Stored items from a collection
○ ○ ○

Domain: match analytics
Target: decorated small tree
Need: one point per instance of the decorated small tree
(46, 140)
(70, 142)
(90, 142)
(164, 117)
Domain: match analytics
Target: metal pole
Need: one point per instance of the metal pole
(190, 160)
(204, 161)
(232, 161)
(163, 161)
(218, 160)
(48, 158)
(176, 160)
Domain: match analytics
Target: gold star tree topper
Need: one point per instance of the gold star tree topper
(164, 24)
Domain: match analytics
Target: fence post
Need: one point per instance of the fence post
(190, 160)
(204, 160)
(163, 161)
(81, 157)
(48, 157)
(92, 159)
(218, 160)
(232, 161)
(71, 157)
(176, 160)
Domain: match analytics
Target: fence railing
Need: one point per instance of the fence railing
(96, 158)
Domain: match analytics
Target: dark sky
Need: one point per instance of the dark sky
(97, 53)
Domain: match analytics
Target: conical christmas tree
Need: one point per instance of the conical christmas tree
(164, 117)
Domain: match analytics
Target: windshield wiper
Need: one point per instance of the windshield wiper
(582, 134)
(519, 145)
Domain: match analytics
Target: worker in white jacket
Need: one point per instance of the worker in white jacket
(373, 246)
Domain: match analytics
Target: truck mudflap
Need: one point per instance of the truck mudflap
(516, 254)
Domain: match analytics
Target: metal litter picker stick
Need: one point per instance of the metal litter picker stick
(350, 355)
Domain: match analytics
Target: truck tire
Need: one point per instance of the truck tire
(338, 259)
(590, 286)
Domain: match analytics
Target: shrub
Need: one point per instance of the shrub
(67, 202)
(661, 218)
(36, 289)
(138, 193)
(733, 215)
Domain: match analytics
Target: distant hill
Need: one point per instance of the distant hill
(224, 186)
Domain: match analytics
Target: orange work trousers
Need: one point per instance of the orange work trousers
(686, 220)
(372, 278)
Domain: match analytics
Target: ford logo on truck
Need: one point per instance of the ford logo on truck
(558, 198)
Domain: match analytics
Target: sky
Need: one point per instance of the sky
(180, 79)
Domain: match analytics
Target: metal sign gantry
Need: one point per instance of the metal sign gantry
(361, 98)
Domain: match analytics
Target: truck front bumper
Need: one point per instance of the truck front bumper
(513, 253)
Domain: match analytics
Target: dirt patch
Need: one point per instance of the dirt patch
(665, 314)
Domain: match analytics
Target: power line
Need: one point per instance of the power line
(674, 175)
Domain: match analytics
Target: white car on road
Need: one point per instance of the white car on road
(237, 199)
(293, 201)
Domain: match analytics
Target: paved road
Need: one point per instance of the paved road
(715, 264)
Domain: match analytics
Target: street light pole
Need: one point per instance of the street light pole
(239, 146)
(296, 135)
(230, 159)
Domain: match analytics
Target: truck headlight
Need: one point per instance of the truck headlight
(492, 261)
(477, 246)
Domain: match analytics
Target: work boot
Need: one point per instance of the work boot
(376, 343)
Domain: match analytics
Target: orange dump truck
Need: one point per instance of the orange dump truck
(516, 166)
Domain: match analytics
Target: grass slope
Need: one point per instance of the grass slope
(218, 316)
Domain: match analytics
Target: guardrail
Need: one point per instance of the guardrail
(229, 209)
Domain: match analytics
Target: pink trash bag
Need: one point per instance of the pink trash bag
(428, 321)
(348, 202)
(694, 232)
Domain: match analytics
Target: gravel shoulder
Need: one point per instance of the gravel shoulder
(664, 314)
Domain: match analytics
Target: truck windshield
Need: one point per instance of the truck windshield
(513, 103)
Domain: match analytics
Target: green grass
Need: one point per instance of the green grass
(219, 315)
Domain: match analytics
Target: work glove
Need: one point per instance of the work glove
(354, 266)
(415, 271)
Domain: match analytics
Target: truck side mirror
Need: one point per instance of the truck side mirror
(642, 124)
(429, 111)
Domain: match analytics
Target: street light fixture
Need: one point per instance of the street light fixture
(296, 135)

○ ○ ○

What to produce
Say every entry again, exactly as it reads.

Exercise solution
Domain: match analytics
Target: decorated small tree
Need: one point per instance of the decorated small tree
(46, 140)
(70, 142)
(90, 142)
(164, 117)
Domain: match analytics
Target: metal pole
Need: one point per instance of the metal pole
(190, 160)
(204, 161)
(232, 161)
(163, 161)
(218, 160)
(48, 158)
(176, 160)
Domain: match analytics
Target: gold star tree topper
Need: one point per instance of the gold star tree topper
(164, 24)
Domain: match analytics
Target: fence post
Need: one point per instance of the fence post
(190, 160)
(204, 160)
(163, 161)
(81, 157)
(48, 157)
(92, 159)
(218, 160)
(232, 161)
(71, 157)
(176, 160)
Domain: match analytics
Target: fence railing
Need: one point per instance of the fence railing
(96, 158)
Domain: match analytics
Target: dark sky
Need: one point per instance of the dark sky
(97, 53)
Domain: match analytics
Target: conical christmas tree
Need: one point per instance of the conical christmas tree
(164, 117)
Domain: match analytics
Target: windshield wiper
Need: one point per instance of the windshield wiper
(582, 134)
(519, 145)
Domain: match analytics
Target: worker in white jacket
Need: one point per instance of the worker in white jacket
(373, 246)
Domain: match analytics
Target: truck mudflap
Need: one point per instance of the truck mudflap
(516, 254)
Domain: match analytics
Target: metal litter picker stick
Need: one point per instance of the metal litter picker stick
(350, 355)
Domain: match analytics
Target: truck tire
Need: one point per instance of the truck tire
(338, 259)
(590, 286)
Domain: match analytics
Target: shrub
Need: one point per instance of the shrub
(67, 202)
(661, 218)
(36, 289)
(138, 193)
(733, 215)
Domain: match analytics
Target: distant hill
Need: one point per instance of the distant hill
(224, 186)
Domain: match analytics
Target: orange work trousers
Need: one point per instance of the orange work trousers
(686, 220)
(372, 278)
Domain: match analytics
Target: ford logo on truck
Need: one point per instance of the ford logo on truck
(558, 198)
Domain: match analytics
Target: sky
Need: one point per instance of the sky
(180, 79)
Domain: match analytics
Target: metal sign gantry
Need: one point per instance of the metal sign gantry
(361, 98)
Domain: match analytics
Target: truck front bumper
Need: one point per instance of the truck front bumper
(513, 253)
Domain: match analytics
Target: dirt patch
Need: one point per instance of the dirt patch
(665, 314)
Domain: match analytics
Target: power line
Need: one point per instance of the power line
(674, 175)
Domain: match analytics
Target: white car on road
Need: one point per instance of the white car on road
(237, 199)
(293, 201)
Domain: match analytics
Target: paved road
Need: one point per instance of the paved road
(715, 264)
Domain: match analytics
Target: street light pole
Need: one point per instance of the street light pole
(239, 146)
(296, 135)
(230, 159)
Domain: match analytics
Target: truck headlight
Need: one point per instance of the truck headlight
(492, 261)
(477, 246)
Domain: match analytics
Target: work boot
Need: one point per instance of the work boot
(376, 343)
Domain: match analytics
Target: orange dump truck
Need: one point per instance of the orange dump truck
(516, 166)
Domain: match analytics
Target: grass slope
Need: one point per instance of the grass slope
(218, 316)
Domain: match analytics
Target: guardrail
Need: one point per instance of the guardrail
(229, 209)
Domain: match analytics
Target: pink trash bag
Need: one point per instance of the pink trash bag
(428, 321)
(348, 202)
(694, 232)
Domain: match analytics
Target: gravel shoulder
Need: one point per instance of the gravel shoulder
(664, 314)
Domain: match analytics
Target: truck windshield
Need: one point per instance of the truck windshield
(513, 103)
Domain: match analytics
Target: green grass
Need: one point per instance of the green grass
(219, 315)
Domain: match analytics
Target: work glove
Need: one point per instance of the work glove
(354, 266)
(415, 271)
Domain: match analytics
Target: truck side mirror
Need: one point per instance of the truck side mirror
(642, 124)
(429, 111)
Domain: match analytics
Target: street light fixture
Need: one point per instance of the street light fixture
(296, 135)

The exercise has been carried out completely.